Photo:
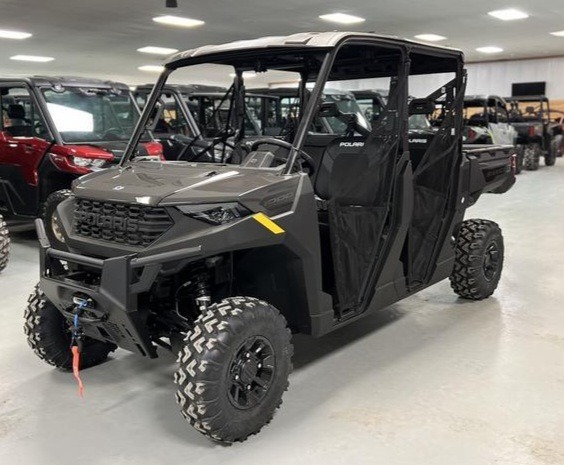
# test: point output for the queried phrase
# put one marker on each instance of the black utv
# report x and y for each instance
(531, 117)
(221, 262)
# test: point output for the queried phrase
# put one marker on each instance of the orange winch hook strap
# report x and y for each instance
(76, 369)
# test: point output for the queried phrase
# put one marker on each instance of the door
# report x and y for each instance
(359, 176)
(24, 141)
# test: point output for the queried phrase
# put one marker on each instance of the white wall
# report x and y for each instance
(485, 78)
(497, 77)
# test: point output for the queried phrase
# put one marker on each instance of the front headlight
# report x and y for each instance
(215, 213)
(93, 163)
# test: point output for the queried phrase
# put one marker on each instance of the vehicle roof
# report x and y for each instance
(66, 81)
(478, 100)
(293, 91)
(377, 92)
(218, 95)
(528, 98)
(185, 88)
(300, 40)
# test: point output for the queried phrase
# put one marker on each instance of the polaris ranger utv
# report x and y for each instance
(4, 244)
(53, 130)
(219, 263)
(530, 116)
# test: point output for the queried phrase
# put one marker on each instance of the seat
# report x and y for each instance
(478, 119)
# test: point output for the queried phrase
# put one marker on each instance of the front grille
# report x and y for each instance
(135, 225)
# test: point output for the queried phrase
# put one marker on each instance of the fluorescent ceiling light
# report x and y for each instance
(151, 68)
(489, 49)
(342, 18)
(508, 15)
(157, 50)
(178, 21)
(246, 74)
(32, 58)
(430, 37)
(14, 35)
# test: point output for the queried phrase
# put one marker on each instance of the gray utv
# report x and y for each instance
(300, 232)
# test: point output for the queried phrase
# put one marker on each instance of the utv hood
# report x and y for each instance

> Written problem
Quote every line word for word and keep the images out of the copy.

> Written response
Photo:
# test: point output for the queried phrase
# put one marker on each instance of the black utv
# report x and y for each instance
(531, 117)
(221, 262)
# test: point output for the queried phrase
# put one marker on each instance of the orange winch hook strap
# report x and y for each instance
(76, 369)
# test: point output for the queried phrase
# put one marker on each instance of the door
# report x and y for each instance
(359, 176)
(24, 141)
# test: point output for the queried phrase
# put one marker on each instance of the white wall
# report x and y for each instance
(485, 78)
(497, 77)
# test: point output for the queried phrase
# put one marker on each instance of the front headlight
# report x and y for each instance
(215, 213)
(93, 163)
# test: point output for the queried phrase
# put one marker on each instance of the vehicle roof
# report x and y for each instance
(66, 81)
(478, 100)
(293, 91)
(377, 92)
(218, 95)
(528, 98)
(185, 88)
(300, 40)
# test: point output for the queried phrase
# put one marker on each instance of the polaris ranger utv
# report x and y for each instance
(4, 244)
(53, 130)
(219, 263)
(530, 116)
# test: point output for the queried phrase
# put one marker on each instance of the seat
# report x and y for each instance
(478, 119)
# test: point output for the queried phrase
# put one marker on each instance of the front grille
# report x and y for each instance
(135, 225)
# test: point output for the queried phrase
# put one marker on each instance of the fluorescent ceiling light
# report x and y for each instance
(151, 68)
(489, 49)
(342, 18)
(508, 15)
(157, 50)
(178, 21)
(246, 74)
(32, 58)
(430, 37)
(14, 35)
# test: point output for the queried phrase
# put one marker on each instance of the gray utv
# report x and y for each instance
(300, 232)
# test: point output for the queried phrase
# put one marker on each instance of the utv hood
# report x and y for each instance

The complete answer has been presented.